(SOURCE DATA)
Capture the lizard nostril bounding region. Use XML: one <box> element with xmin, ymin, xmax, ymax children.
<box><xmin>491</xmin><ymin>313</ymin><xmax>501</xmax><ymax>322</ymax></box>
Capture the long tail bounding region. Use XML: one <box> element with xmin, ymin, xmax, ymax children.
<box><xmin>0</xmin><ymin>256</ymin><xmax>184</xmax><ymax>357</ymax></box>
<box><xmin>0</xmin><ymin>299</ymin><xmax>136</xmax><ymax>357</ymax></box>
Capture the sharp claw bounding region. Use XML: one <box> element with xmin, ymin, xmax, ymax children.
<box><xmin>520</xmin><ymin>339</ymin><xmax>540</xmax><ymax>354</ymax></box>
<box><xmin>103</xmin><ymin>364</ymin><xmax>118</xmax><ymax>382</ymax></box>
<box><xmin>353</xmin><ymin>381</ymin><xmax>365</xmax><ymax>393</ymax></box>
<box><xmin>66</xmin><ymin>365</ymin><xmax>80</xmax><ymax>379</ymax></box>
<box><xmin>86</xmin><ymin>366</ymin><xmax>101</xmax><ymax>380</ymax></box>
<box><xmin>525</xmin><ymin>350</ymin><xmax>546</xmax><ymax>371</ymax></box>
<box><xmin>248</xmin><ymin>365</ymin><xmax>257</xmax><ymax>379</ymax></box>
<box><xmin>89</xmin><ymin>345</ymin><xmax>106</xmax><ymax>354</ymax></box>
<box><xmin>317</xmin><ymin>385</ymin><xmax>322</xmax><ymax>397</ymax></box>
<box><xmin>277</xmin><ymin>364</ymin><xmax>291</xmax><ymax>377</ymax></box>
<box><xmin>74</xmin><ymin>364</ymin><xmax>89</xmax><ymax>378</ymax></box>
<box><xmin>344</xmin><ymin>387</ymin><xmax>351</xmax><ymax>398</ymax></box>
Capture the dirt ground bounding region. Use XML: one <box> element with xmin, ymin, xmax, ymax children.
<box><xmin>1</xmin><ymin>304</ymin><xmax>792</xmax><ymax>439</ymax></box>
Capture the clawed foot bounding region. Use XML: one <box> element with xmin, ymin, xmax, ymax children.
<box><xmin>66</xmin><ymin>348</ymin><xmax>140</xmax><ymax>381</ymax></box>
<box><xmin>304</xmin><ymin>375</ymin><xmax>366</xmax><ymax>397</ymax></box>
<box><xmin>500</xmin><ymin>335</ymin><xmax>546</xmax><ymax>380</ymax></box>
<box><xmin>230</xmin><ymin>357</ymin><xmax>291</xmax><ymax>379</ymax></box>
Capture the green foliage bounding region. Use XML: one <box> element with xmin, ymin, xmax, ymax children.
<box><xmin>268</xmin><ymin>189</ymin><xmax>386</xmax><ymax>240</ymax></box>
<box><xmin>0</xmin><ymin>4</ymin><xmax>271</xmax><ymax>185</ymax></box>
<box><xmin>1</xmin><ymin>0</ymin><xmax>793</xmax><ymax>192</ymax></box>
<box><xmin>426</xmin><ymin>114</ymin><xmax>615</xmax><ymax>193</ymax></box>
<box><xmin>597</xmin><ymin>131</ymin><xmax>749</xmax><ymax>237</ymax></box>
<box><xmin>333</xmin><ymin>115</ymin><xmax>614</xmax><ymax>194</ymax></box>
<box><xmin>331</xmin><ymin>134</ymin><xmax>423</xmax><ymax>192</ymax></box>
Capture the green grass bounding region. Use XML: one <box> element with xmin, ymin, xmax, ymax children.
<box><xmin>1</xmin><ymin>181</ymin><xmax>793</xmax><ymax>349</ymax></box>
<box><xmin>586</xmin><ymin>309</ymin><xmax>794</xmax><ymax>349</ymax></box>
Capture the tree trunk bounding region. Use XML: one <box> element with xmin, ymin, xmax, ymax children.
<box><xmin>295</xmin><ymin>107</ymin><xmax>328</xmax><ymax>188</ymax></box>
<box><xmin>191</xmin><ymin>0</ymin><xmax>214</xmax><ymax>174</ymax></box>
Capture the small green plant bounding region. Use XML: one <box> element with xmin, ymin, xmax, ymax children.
(End SOURCE DATA)
◆ TASK TO CARRY OUT: Set down the data exactly.

◆ RESULT OF THIS EXERCISE:
Capture the lizard nostril bounding region. Use XML: one <box> element with xmin, ymin, xmax, ymax children.
<box><xmin>491</xmin><ymin>313</ymin><xmax>501</xmax><ymax>322</ymax></box>
Capture the long tail bounding region. Use XML: one <box> element with xmin, ymin, xmax, ymax children.
<box><xmin>0</xmin><ymin>256</ymin><xmax>184</xmax><ymax>357</ymax></box>
<box><xmin>0</xmin><ymin>299</ymin><xmax>136</xmax><ymax>357</ymax></box>
Capture the sharp claw bounding region. Use XML: one <box> element with xmin, ymin, xmax, ymax children.
<box><xmin>520</xmin><ymin>339</ymin><xmax>540</xmax><ymax>354</ymax></box>
<box><xmin>103</xmin><ymin>364</ymin><xmax>118</xmax><ymax>382</ymax></box>
<box><xmin>353</xmin><ymin>381</ymin><xmax>365</xmax><ymax>393</ymax></box>
<box><xmin>66</xmin><ymin>365</ymin><xmax>80</xmax><ymax>379</ymax></box>
<box><xmin>86</xmin><ymin>366</ymin><xmax>101</xmax><ymax>380</ymax></box>
<box><xmin>525</xmin><ymin>350</ymin><xmax>546</xmax><ymax>371</ymax></box>
<box><xmin>248</xmin><ymin>365</ymin><xmax>257</xmax><ymax>379</ymax></box>
<box><xmin>89</xmin><ymin>345</ymin><xmax>106</xmax><ymax>354</ymax></box>
<box><xmin>317</xmin><ymin>385</ymin><xmax>322</xmax><ymax>397</ymax></box>
<box><xmin>277</xmin><ymin>364</ymin><xmax>291</xmax><ymax>377</ymax></box>
<box><xmin>74</xmin><ymin>364</ymin><xmax>89</xmax><ymax>378</ymax></box>
<box><xmin>344</xmin><ymin>387</ymin><xmax>351</xmax><ymax>398</ymax></box>
Capture the dirt ground bounding region. Use XML: one <box> element with xmin, ymin, xmax, ymax children.
<box><xmin>1</xmin><ymin>304</ymin><xmax>792</xmax><ymax>439</ymax></box>
Capture the clawed foot bounding region. Use XML: one <box> element with xmin, ymin, xmax, ymax children.
<box><xmin>66</xmin><ymin>348</ymin><xmax>140</xmax><ymax>381</ymax></box>
<box><xmin>304</xmin><ymin>375</ymin><xmax>366</xmax><ymax>397</ymax></box>
<box><xmin>500</xmin><ymin>335</ymin><xmax>546</xmax><ymax>380</ymax></box>
<box><xmin>230</xmin><ymin>357</ymin><xmax>291</xmax><ymax>379</ymax></box>
Capture the green foliage bounding region. Use XML: one <box> element with xmin, ymin, xmax, ymax children.
<box><xmin>268</xmin><ymin>189</ymin><xmax>386</xmax><ymax>240</ymax></box>
<box><xmin>0</xmin><ymin>4</ymin><xmax>271</xmax><ymax>185</ymax></box>
<box><xmin>1</xmin><ymin>0</ymin><xmax>793</xmax><ymax>192</ymax></box>
<box><xmin>426</xmin><ymin>114</ymin><xmax>615</xmax><ymax>193</ymax></box>
<box><xmin>597</xmin><ymin>131</ymin><xmax>749</xmax><ymax>237</ymax></box>
<box><xmin>333</xmin><ymin>115</ymin><xmax>614</xmax><ymax>194</ymax></box>
<box><xmin>331</xmin><ymin>134</ymin><xmax>423</xmax><ymax>192</ymax></box>
Capture the green grass bounding region. Use XML: one <box> element with xmin, ymin, xmax, ymax children.
<box><xmin>1</xmin><ymin>181</ymin><xmax>793</xmax><ymax>349</ymax></box>
<box><xmin>586</xmin><ymin>309</ymin><xmax>794</xmax><ymax>349</ymax></box>
Capture the tree trunk bounding region. Use XML: one <box> element with xmin, ymin, xmax, ymax children.
<box><xmin>295</xmin><ymin>107</ymin><xmax>328</xmax><ymax>188</ymax></box>
<box><xmin>191</xmin><ymin>0</ymin><xmax>214</xmax><ymax>174</ymax></box>
Capture the small green plant bounding region. Use XML: one <box> element with xmin, ymin, xmax, ymax children.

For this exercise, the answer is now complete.